What you have to do:
Rewrite all the rows below, swapping "Practice step" for "Exercise" each time it occurs and leaving everything else as is.
START Material for the task
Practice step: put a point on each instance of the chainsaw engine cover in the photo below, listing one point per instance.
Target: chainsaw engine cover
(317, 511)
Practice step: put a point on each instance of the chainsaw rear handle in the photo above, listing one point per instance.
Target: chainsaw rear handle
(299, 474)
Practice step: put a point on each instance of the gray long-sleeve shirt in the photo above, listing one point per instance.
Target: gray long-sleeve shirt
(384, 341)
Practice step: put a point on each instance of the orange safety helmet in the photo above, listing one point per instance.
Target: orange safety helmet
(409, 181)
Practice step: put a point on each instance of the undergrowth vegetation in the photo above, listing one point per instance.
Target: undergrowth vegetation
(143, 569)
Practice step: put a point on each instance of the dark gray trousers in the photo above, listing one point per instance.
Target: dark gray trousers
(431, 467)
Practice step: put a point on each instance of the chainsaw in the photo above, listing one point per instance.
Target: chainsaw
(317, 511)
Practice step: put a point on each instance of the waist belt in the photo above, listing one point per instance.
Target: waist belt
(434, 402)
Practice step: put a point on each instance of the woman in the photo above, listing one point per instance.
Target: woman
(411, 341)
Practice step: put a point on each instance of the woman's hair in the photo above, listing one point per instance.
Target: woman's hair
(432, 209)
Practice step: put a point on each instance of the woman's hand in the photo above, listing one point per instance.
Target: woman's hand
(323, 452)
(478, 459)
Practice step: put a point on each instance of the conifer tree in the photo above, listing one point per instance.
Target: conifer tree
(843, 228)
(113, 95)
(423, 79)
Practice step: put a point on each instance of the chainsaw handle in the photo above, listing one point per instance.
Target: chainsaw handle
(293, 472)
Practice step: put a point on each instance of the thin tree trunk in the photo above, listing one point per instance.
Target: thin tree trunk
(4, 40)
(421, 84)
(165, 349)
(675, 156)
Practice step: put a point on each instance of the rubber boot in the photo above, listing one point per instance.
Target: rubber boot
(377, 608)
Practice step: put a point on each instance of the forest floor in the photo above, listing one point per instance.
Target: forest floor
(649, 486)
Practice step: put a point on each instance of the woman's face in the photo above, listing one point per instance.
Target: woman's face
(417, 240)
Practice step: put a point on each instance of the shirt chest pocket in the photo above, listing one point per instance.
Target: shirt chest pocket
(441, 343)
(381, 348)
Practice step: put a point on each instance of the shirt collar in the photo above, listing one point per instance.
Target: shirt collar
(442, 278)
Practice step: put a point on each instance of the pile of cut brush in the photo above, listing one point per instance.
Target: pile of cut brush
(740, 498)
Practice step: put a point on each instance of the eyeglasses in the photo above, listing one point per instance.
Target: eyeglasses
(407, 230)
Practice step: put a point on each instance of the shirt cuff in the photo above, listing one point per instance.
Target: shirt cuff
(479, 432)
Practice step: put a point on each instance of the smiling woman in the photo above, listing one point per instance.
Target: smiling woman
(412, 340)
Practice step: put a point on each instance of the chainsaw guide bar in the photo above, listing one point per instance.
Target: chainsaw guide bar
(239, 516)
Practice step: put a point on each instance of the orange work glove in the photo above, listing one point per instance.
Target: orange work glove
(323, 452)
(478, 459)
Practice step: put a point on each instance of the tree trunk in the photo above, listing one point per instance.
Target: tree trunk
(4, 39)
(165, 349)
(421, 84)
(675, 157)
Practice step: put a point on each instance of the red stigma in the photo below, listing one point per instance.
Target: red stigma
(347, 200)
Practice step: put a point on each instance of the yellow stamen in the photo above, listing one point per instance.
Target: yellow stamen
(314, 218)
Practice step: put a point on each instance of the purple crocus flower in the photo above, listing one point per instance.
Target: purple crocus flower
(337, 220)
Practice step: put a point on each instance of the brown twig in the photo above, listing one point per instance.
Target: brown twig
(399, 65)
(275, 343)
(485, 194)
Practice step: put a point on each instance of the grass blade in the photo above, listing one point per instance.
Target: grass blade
END Material for the task
Finished exercise:
Exercise: put a point on each instance of the chainsaw engine cover in the photo below, listing one point per instance.
Target: chainsaw engine cover
(317, 511)
Exercise: put a point on each instance of the chainsaw rear handle in the photo above, listing one point per instance.
Target: chainsaw rear handle
(299, 474)
Exercise: put a point on each instance of the gray long-sleeve shirt in the photo above, listing one point per instance.
Target: gray long-sleeve shirt
(384, 341)
Exercise: put a point on each instance of the orange safety helmet in the photo above, listing one point per instance.
Target: orange safety helmet
(409, 181)
Exercise: put a point on each instance of the undergrowth vegetation in the photo above, listing one point per instance.
Target: undergrowth vegetation
(143, 569)
Exercise: put a point on each instance of the dark gray trousers in the photo above, listing one point per instance.
Target: dark gray trousers
(431, 467)
Exercise: put a point on each instance of the chainsaw in the photo above, listing one point per instance.
Target: chainsaw
(317, 511)
Exercise: put a point on each instance of the waist belt in the photo above, listing one point per instance.
Target: waist belt
(434, 402)
Exercise: put a point on each instance of the woman in the photo above, listing one point per instance.
Target: woman
(411, 341)
Exercise: put a point on each instance of the woman's hair in the photo above, listing one point per instance.
Target: woman's hair
(432, 209)
Exercise: put a point on each instance of the woman's hand in the photo above, listing one point per instance.
Target: woman's hand
(323, 452)
(478, 459)
Exercise: put a point on each instance of the conifer tree in the photo above, listing one point per instance.
Target: conifer tree
(843, 228)
(113, 95)
(423, 79)
Exercise: put a point on each instance of the chainsaw handle in the photo above, listing one point per instance.
Target: chainsaw handle
(293, 472)
Exercise: put a point on each instance of the thin tree trunk in the photo above, listing one point per instance.
Target: thin tree trunk
(4, 40)
(421, 84)
(165, 349)
(675, 156)
Exercise: put a point on each instance of the rubber boot in the photo above, listing one point per instance.
Target: rubber boot
(377, 608)
Exercise: put a point on each instance of the forest floor in the photo above, listing one point per instance.
Target: forest floor
(649, 486)
Exercise: put a point on each instance of the woman's face in the photo above, listing one point per instance.
Target: woman's face
(417, 240)
Exercise: put a point on each instance of the shirt chest pocket in the photo above, listing one point per instance.
Target: shirt chest pocket
(441, 343)
(381, 348)
Exercise: put a point on each instance of the shirt collar in the photo above, listing one point per instance.
Target: shirt collar
(442, 278)
Exercise: put a point on each instance of the pile of cut brush in the photo above, listing one point per instance.
Target: pile of cut brush
(740, 498)
Exercise: put a point on each instance of the eyeglasses in the photo above, listing one point per instance.
Target: eyeglasses
(407, 230)
Exercise: put a point on each instance of the shirt cuff in the photo above, listing one point per instance.
Target: shirt cuff
(479, 432)
Exercise: put a point on each instance of the smiling woman in the photo above, listing one point per instance.
Target: smiling woman
(412, 340)
Exercise: put a point on each instance of the chainsaw guide bar in the photo above, listing one point per instance.
Target: chainsaw guide bar
(239, 516)
Exercise: put a point on each instance of the orange work glove in the photo above, listing one point per instance.
Target: orange work glove
(323, 452)
(478, 459)
Exercise: put a point on each instance of the tree trunk in the photo above, listing one point per instance.
Target: tree trunk
(4, 39)
(165, 349)
(421, 84)
(675, 157)
Exercise: put a point on each instance of the red stigma in the photo below, listing one point per instance.
Target: red stigma
(347, 200)
Exercise: put a point on each instance of the yellow stamen in the photo above, listing one point per instance.
Target: yellow stamen
(314, 218)
Exercise: put a point on each instance of the purple crocus flower in the photo above, listing one point per instance.
Target: purple crocus flower
(337, 220)
Exercise: put a point on each instance of the brown twig in the photo above, listing one point per instance.
Target: brown twig
(399, 65)
(275, 343)
(485, 194)
Exercise: put a point on each instance of the grass blade in the photo above, listing one point per instance.
Target: grass blade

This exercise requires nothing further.